■ **Selection**
▶

I'm a big fan of cocktails and have been drinking them longer than some of my coworkers have been alive. But for many people who have never had a real cocktail, ordering one for the first time can be intimidating. Big menus, unusual names, unfamiliar spirits...you get the point.
If you are going to start drinking cocktails, my advice is to begin with a classic. Classic cocktails are the foundation of all the new creations that bartenders/mixologist are now serving across the country. Without the classics, there would be no new cocktails. (Remember, you have to start with simple math before you can move on to differential equations -- and sometimes, 2+2 is just what you need.) I also use classic cocktails as a measuring stick to decide if I'd like to order a bartender's original cocktails. If a bartender has a solid grasp of the basics, I feel more comfortable consuming a more creative concoction.
To help get Denver drinking, I asked ten of my favorite bartenders what classic cocktails they love to serve. Keep reading for the results.
See also: - Barman Sean Kenyon's response to Jenn Wohletz's cocktail grievances - Ask the Bartender Archives -- musing from one of Denver's most reputable barmen - Reader: Go ahead and slam daiquiris, but leave old-fashioneds alone
Cocktail: The Old-Old-Fashioned
Why he loves it: I'm from Wisconsin, so one of the first "real" drinks I learned to make when I became a bartender was a Brandy Old-Fashioned Sweet. Granted, now I prefer to make my Old-Fashioned the old way, with just whiskey, sugar and bitters But that drink has always been close to my heart. I love its simplicity, and making a proper Old-Fashioned for a guest for the first time is a joyous occasion.

◀

■ **Given records**
▶

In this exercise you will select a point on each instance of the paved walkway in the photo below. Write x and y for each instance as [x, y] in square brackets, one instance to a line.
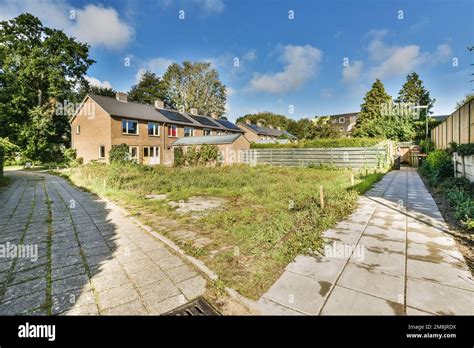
[392, 256]
[90, 258]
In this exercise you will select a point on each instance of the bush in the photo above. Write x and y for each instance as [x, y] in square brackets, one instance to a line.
[119, 154]
[459, 193]
[2, 159]
[324, 143]
[437, 167]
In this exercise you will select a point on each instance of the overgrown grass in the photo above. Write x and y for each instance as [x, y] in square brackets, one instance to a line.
[324, 143]
[271, 214]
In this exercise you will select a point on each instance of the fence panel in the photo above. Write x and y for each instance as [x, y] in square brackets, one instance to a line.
[357, 158]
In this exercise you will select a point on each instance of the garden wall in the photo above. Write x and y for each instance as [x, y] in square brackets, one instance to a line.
[348, 157]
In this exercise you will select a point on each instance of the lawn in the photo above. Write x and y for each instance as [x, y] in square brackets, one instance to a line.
[270, 214]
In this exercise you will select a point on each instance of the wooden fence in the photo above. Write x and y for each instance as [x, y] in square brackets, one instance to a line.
[464, 167]
[351, 157]
[458, 127]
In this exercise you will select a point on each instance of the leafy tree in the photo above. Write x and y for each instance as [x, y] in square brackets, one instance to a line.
[194, 85]
[467, 98]
[149, 89]
[37, 64]
[39, 134]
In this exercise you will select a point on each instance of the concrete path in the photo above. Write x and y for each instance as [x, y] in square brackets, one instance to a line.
[85, 258]
[394, 255]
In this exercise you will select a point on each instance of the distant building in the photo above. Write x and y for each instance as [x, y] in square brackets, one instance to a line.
[343, 122]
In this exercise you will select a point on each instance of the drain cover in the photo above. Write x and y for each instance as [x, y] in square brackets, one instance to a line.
[197, 307]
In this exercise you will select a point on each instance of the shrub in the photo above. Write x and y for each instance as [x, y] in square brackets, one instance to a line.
[205, 154]
[437, 166]
[119, 154]
[2, 158]
[70, 155]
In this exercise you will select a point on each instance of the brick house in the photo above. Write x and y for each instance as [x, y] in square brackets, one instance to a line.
[149, 130]
[256, 133]
[344, 122]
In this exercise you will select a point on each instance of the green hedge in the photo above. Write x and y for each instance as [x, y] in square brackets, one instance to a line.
[324, 143]
[436, 167]
[459, 193]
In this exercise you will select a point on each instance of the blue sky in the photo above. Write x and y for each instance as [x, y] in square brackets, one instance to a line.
[284, 63]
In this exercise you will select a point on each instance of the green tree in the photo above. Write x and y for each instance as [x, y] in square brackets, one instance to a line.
[371, 109]
[98, 90]
[37, 65]
[149, 89]
[270, 118]
[194, 85]
[414, 92]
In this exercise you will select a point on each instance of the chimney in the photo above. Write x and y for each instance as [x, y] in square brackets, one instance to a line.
[159, 104]
[120, 96]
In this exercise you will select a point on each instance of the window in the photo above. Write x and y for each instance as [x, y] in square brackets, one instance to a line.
[129, 127]
[133, 152]
[153, 129]
[188, 132]
[172, 131]
[101, 151]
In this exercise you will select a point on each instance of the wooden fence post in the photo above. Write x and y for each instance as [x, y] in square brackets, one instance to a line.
[321, 196]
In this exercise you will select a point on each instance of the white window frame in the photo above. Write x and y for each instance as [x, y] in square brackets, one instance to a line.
[100, 151]
[156, 129]
[172, 127]
[126, 127]
[130, 152]
[191, 133]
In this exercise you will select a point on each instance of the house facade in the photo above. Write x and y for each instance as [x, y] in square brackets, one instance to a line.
[344, 122]
[258, 133]
[149, 130]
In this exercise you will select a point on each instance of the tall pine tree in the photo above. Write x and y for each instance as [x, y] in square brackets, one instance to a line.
[371, 108]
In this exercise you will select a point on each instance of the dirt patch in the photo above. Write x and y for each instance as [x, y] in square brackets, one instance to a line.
[460, 234]
[197, 206]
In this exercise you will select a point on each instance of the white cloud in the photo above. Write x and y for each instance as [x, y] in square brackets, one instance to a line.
[401, 61]
[97, 83]
[215, 6]
[301, 63]
[250, 56]
[157, 65]
[352, 73]
[96, 25]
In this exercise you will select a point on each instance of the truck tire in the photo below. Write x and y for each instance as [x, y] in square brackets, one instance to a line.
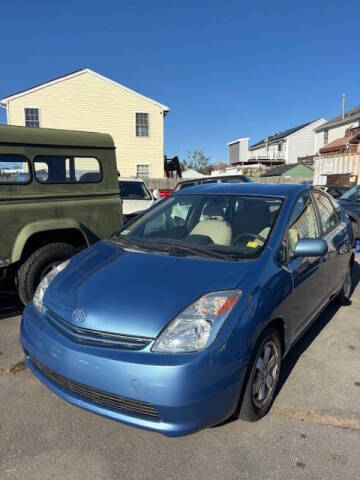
[355, 229]
[38, 265]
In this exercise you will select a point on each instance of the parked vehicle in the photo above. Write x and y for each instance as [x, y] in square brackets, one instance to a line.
[334, 190]
[58, 195]
[135, 196]
[350, 201]
[183, 316]
[212, 179]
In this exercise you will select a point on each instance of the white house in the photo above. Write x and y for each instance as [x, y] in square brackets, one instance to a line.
[336, 127]
[281, 147]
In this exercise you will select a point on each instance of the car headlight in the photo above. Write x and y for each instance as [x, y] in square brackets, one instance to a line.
[196, 327]
[45, 282]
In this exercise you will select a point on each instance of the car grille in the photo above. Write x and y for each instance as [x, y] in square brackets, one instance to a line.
[95, 337]
[96, 396]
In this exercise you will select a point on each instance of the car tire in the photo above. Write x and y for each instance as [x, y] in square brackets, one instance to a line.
[345, 293]
[355, 229]
[253, 407]
[38, 265]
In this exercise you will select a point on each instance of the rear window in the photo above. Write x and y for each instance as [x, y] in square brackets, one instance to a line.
[133, 191]
[67, 169]
[14, 169]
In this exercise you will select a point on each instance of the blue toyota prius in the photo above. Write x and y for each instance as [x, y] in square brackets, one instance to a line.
[183, 317]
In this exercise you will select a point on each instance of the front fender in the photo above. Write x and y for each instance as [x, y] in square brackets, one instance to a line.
[43, 226]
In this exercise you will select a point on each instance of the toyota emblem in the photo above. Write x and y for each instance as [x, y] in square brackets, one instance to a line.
[79, 315]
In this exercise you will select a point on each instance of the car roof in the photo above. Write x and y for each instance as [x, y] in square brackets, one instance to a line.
[123, 179]
[273, 189]
[209, 178]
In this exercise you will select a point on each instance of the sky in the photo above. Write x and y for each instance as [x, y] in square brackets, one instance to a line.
[227, 69]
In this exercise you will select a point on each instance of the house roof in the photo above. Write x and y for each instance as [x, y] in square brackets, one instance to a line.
[4, 101]
[276, 137]
[12, 135]
[341, 143]
[281, 169]
[349, 117]
[216, 166]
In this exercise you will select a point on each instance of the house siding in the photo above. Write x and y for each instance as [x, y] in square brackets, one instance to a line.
[302, 142]
[334, 133]
[89, 102]
[234, 152]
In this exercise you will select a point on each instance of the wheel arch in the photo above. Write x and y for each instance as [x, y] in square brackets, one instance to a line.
[37, 234]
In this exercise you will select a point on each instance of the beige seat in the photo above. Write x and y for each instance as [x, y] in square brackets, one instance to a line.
[214, 226]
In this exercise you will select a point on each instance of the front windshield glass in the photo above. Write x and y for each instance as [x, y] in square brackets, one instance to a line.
[235, 226]
[133, 191]
[353, 194]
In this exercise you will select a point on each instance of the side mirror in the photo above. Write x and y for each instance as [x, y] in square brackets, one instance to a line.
[311, 247]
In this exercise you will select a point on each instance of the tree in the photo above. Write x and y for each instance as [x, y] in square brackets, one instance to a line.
[196, 160]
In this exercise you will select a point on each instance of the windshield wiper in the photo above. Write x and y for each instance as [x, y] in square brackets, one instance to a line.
[172, 248]
[125, 242]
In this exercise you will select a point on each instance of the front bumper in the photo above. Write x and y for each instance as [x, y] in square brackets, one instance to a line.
[188, 392]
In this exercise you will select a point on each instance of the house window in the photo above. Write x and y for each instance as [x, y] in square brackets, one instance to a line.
[326, 137]
[32, 117]
[143, 170]
[142, 124]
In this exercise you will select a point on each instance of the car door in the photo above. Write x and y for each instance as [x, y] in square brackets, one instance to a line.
[309, 274]
[335, 233]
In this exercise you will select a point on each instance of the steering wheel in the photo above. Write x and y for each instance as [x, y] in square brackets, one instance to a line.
[245, 235]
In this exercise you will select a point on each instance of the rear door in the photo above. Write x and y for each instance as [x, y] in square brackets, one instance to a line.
[335, 233]
[309, 274]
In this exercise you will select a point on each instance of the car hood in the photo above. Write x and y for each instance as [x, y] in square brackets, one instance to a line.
[349, 204]
[135, 293]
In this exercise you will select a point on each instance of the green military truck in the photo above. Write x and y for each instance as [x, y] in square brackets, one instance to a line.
[59, 193]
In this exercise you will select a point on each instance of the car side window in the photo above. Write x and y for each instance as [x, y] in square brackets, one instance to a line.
[328, 215]
[67, 169]
[303, 222]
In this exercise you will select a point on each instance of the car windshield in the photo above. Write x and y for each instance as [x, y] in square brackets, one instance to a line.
[353, 194]
[134, 190]
[223, 226]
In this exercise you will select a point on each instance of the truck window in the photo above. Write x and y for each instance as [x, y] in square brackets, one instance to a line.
[67, 169]
[14, 169]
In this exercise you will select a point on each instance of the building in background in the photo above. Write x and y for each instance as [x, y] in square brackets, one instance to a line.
[280, 148]
[290, 171]
[338, 145]
[336, 127]
[86, 100]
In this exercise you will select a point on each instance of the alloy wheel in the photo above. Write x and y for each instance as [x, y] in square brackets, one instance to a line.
[347, 283]
[265, 377]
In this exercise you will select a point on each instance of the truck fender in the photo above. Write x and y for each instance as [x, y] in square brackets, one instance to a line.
[43, 226]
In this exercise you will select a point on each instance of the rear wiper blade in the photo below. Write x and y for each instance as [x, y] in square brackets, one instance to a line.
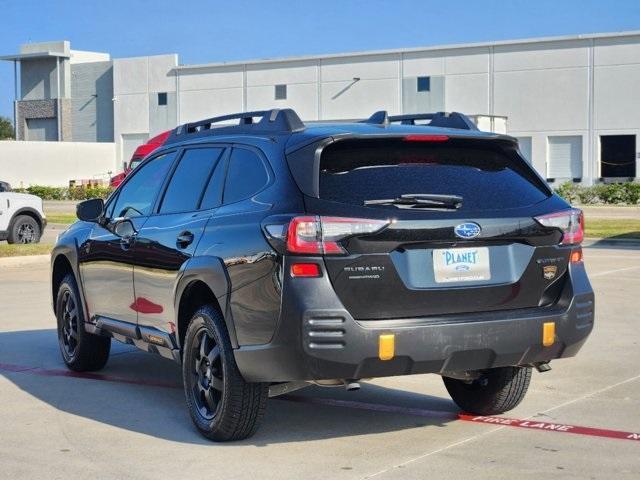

◀

■ **Written task**
Answer these questions from the text about classic cocktails:
(a) How many bartenders did the writer ask about the classic cocktails they love to serve?
(b) Which state is the bartender who picked the Old-Old-Fashioned from?
(c) What three ingredients does that bartender now use in an Old-Fashioned?
Answer using only the text.

■ **Answer in full**
(a) Ten
(b) Wisconsin
(c) Whiskey, sugar and bitters